2010年07月25日 21時28分42秒 | 「里やま」を考える
今日は伊勢崎市の開田地区で行われた「田んぼの生き物調査」にスタッフとして参加。


ここでは現在土地改良事業が進行中です。土地改良事業というと、これまでは米の生産効率を最優先させ、生き物側からの視点で見ると、田んぼや水路、ため池を“改悪”し、田園地帯の生物多様性を喪失させた“元凶”とイメージでしたが、開田地区では、用水路を昔ながらの土水路にするなど、生き物に配慮した“エコな”土地改良事業が行われています。

土水路

懐かしい感じがしますね。

水路と田んぼの間を魚たちが行き来しやすい状態になっています。


田んぼの中に入っていたタモロコの稚魚

用水がパイプラインで引かれ、排水路との落差が大きい“近代的な”水田では見られない光景です。

地元の子供たちが、土水路で生き物さがし


みんな、とっても楽しそうでした (^^)

*コレクションの保存データ*.
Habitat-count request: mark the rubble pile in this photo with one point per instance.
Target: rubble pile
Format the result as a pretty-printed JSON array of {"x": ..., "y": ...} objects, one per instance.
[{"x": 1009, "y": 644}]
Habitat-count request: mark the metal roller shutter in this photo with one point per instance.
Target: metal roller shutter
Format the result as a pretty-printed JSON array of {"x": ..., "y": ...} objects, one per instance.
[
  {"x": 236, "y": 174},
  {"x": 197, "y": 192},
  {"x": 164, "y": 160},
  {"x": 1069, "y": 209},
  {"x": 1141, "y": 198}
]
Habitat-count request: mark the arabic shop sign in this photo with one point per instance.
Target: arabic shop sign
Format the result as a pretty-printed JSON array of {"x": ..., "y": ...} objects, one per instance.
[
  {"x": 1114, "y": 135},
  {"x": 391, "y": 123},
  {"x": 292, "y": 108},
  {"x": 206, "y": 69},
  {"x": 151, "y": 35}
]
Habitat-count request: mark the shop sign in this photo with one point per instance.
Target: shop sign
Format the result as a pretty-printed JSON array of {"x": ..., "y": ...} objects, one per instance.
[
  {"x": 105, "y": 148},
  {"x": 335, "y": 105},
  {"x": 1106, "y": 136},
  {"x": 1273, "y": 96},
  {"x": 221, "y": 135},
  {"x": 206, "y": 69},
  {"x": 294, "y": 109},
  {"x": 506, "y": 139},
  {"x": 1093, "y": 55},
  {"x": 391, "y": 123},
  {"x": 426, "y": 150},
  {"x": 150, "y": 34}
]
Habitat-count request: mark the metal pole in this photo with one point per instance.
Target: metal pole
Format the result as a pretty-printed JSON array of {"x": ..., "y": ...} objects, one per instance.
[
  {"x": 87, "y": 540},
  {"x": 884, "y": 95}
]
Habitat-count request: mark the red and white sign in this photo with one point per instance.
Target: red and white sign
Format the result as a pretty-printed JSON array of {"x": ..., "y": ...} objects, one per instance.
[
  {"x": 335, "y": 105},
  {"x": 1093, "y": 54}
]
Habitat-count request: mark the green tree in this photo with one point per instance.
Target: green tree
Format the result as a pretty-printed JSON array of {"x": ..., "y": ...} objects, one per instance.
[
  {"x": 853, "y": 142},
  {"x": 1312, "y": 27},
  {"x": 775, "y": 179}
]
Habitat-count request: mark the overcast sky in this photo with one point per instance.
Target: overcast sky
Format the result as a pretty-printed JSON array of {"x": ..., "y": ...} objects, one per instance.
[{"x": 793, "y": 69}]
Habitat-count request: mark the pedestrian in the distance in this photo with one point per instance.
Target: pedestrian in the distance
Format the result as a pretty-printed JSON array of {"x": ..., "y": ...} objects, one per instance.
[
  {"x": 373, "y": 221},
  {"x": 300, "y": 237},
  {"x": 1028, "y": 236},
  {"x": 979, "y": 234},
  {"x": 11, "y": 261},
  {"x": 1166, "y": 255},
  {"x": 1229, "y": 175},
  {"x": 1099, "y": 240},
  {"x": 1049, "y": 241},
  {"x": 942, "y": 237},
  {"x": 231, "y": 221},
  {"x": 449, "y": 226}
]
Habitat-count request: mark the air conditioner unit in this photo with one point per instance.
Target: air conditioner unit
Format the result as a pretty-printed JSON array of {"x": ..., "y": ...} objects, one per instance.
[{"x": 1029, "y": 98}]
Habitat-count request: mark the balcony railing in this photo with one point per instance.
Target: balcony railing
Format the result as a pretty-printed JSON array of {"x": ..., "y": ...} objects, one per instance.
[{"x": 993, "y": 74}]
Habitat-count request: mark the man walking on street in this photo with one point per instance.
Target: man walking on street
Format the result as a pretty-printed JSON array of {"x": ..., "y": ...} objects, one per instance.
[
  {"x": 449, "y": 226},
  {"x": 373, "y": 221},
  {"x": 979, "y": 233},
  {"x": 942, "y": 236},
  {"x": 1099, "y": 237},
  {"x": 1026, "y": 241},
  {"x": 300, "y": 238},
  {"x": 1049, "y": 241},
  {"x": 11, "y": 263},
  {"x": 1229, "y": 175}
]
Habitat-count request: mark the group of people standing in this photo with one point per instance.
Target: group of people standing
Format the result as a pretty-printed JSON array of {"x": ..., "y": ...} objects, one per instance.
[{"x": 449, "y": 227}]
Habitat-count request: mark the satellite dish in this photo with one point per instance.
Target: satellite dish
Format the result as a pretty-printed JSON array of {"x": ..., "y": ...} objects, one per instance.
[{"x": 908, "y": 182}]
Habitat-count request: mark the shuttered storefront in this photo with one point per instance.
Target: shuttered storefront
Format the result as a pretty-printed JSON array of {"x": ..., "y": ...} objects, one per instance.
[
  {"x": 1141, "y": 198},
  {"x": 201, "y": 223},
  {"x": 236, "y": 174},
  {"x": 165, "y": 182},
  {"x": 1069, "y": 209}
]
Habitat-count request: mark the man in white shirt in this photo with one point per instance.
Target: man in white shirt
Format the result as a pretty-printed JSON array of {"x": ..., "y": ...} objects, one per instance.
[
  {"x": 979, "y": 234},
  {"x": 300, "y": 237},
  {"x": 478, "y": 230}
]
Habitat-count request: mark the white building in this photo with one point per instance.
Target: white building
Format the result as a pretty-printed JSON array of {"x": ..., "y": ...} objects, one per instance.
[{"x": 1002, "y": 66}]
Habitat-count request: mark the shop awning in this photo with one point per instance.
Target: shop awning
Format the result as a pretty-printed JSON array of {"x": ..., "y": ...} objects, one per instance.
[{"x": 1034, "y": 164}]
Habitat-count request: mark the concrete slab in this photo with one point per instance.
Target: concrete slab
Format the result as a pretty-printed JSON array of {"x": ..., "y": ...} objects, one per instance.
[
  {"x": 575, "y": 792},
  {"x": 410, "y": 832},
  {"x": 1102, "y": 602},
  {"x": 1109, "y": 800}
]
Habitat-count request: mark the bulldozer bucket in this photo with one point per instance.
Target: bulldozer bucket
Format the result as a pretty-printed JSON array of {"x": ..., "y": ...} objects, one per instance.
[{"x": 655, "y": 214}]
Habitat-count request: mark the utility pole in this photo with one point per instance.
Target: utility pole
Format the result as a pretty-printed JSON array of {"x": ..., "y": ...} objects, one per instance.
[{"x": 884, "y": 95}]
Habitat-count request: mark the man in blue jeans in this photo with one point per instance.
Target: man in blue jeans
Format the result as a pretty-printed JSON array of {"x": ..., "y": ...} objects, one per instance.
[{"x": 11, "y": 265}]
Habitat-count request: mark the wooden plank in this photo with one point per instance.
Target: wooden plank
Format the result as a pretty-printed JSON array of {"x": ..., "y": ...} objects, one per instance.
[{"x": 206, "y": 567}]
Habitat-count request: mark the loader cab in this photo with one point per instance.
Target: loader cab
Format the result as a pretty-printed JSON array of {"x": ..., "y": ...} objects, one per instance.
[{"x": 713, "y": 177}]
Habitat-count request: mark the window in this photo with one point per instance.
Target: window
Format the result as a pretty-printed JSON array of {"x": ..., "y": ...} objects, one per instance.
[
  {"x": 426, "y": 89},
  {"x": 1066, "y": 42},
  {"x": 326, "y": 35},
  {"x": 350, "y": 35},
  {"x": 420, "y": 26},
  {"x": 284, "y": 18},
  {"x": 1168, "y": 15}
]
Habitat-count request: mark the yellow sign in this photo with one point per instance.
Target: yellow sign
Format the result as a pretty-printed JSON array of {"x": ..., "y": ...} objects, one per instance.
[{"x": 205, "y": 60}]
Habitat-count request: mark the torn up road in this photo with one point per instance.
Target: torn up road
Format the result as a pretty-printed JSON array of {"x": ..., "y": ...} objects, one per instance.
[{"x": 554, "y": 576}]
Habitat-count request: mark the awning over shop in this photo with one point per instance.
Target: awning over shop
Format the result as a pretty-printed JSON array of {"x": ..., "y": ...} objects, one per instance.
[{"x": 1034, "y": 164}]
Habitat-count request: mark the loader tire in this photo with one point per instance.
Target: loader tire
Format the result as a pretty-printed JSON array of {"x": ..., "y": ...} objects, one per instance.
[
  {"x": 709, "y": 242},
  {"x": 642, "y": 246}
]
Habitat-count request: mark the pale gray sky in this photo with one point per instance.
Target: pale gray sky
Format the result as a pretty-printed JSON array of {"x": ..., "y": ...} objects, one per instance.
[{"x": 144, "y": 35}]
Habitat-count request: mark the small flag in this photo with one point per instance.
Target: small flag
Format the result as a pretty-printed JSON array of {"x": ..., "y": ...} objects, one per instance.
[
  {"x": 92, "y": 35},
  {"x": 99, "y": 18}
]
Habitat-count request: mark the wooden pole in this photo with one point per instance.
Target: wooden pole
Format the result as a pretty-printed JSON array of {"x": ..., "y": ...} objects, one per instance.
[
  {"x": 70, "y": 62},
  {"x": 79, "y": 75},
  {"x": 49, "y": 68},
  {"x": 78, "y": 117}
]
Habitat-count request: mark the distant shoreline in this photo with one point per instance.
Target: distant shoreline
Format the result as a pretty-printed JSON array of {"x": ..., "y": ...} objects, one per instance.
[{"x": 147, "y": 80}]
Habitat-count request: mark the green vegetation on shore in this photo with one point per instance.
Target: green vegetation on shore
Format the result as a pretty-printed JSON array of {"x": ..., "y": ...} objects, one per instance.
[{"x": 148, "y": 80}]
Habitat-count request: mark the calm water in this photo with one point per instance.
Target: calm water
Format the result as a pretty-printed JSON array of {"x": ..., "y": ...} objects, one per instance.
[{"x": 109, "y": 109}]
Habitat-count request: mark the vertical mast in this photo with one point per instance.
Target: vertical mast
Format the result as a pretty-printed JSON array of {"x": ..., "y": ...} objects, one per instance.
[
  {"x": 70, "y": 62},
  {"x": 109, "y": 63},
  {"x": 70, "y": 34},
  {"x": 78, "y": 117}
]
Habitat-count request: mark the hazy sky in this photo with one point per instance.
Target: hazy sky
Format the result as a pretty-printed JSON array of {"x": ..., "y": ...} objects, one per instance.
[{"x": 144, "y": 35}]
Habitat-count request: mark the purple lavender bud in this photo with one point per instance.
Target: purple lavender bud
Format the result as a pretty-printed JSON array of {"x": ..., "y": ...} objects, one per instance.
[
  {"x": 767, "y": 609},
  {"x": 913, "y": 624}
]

*取り組む課題*.
a) 田んぼの生き物調査の記事によると、田んぼの中にタモロコの稚魚が入っている光景が“近代的な”水田では見られないのはなぜですか。記事が挙げている理由を1～3文で説明してください。
b) 田んぼの生き物調査の記事を、最後の文の後から書き継いでもらえますか？

*解答一覧*.
a) “近代的な”水田では、用水がパイプラインで引かれ、排水路との落差が大きいからです。一方、開田地区では用水路が昔ながらの土水路になっていて、水路と田んぼの間を魚たちが行き来しやすい状態になっています。

b)
ナマズ




ボク、ハイイロゲンゴロウです


コガムシ

ゲンゴロウの仲間に似ていますが、泳ぎは下手 (^^;)

コガムシの幼虫


ヌマガエル



元々、本州中部以西に生息していたカエルですが、1990年代に関東地方でも確認されました。非意図的に持ち込まれた可能性が高いとされています。

この地区で行われている環境配慮型の土地改良事業はすばらしいと思いますが、まだいくつかの問題点もあります。その一つが、稲作が行われていない時期には水路の水がなくなってしまうこと。年間を通じて水路に水が流され、冬期も湛水されている田んぼがあれば、もっともっと色々な生き物が見られるようになるはずです。

1999年に環境との調和を掲げた「食料・農業・農村基本法」が制定されたのを受け、2001年に「土地改良法」が改正され、土地改良事業の原則に「環境との調和への配慮」が加わりました。
過去に行われた“近代的な”土地改良事業によって失われた田園の豊かな自然を回復させるような土地改良事業が行われることを期待しています。

土地改良法第1条第2項
【土地改良事業の施行に当たっては、その事業は、環境との調和に配慮しつつ、国土資源の総合的な開発及び保全に資するとともに国民経済の発展に適合するものでなければならない。】


ところで、多様な生物が生息しているにもかかわらず、絶滅に瀕した種も多い地域を「生物多様性ホットスポット」と呼んでいます。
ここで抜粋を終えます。